— WHAT IS EXPECTED —
Copy each line of the records below word for word, without any changes.
=-=-=-=-=
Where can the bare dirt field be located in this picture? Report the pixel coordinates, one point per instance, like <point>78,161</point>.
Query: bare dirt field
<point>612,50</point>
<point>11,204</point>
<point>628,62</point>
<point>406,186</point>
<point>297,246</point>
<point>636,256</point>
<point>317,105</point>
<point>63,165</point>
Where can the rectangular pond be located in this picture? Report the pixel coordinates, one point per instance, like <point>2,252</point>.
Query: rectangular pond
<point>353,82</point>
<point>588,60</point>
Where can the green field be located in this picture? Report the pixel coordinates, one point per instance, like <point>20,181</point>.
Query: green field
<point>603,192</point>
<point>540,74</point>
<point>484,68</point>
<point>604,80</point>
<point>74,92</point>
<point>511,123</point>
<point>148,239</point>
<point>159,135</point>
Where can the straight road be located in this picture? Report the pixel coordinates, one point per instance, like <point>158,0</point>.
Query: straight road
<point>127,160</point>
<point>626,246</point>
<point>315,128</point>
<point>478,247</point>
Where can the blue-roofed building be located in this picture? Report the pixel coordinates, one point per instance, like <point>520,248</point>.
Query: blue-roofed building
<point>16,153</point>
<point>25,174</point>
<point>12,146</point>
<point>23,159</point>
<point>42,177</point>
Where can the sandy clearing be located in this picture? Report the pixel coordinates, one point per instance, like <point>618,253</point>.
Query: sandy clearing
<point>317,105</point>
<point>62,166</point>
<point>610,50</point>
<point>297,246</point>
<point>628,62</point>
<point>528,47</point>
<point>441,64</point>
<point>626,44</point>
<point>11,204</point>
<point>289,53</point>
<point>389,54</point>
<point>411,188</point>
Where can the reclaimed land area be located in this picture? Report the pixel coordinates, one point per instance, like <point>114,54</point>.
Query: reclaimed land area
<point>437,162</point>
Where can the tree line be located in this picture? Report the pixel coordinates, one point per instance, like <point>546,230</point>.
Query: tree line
=-=-=-=-=
— THE COMPLETED TASK —
Where can the bare dirt field be located in this picture? Report the pixel coordinates, one point per instance, like <point>78,161</point>.
Query: bare dirt field
<point>612,50</point>
<point>11,204</point>
<point>628,62</point>
<point>406,186</point>
<point>297,246</point>
<point>636,256</point>
<point>317,105</point>
<point>63,165</point>
Where can the rectangular pond be located in this picture? Report the pixel coordinates, one point per instance, like <point>2,252</point>.
Query: rectangular pond
<point>353,82</point>
<point>588,60</point>
Where can the green field be located in this picture? Report the pixel coordinates, one point per instance, like <point>20,181</point>.
Query: green field
<point>603,192</point>
<point>540,74</point>
<point>484,68</point>
<point>604,80</point>
<point>74,92</point>
<point>511,123</point>
<point>148,239</point>
<point>159,135</point>
Where can the straight road be located in this picture? Report the pixel coordinates, one point per instance, like <point>158,0</point>.
Query: straight road
<point>127,160</point>
<point>626,246</point>
<point>315,128</point>
<point>478,247</point>
Where can the blue-roofed building be located in this picture? Report the pixel coordinates, one point per instance, like <point>520,248</point>.
Query: blue-roofed building
<point>16,153</point>
<point>25,174</point>
<point>12,146</point>
<point>23,159</point>
<point>42,177</point>
Where can the sandy clearing be located in this picture? Report the pixel coordinates, one point per instance, like <point>618,253</point>.
Query: sandy clearing
<point>317,105</point>
<point>62,166</point>
<point>610,50</point>
<point>297,246</point>
<point>628,62</point>
<point>528,47</point>
<point>441,64</point>
<point>626,44</point>
<point>11,204</point>
<point>289,53</point>
<point>389,54</point>
<point>411,188</point>
Where can the reclaimed land area be located in this picture? Report the pixel coordinates, one point per instance, like <point>114,54</point>.
Query: reclaimed land area
<point>437,162</point>
Where can the tree line be located in this picture? Report the pixel coordinates, one point per instance, like <point>546,230</point>.
Query: tree line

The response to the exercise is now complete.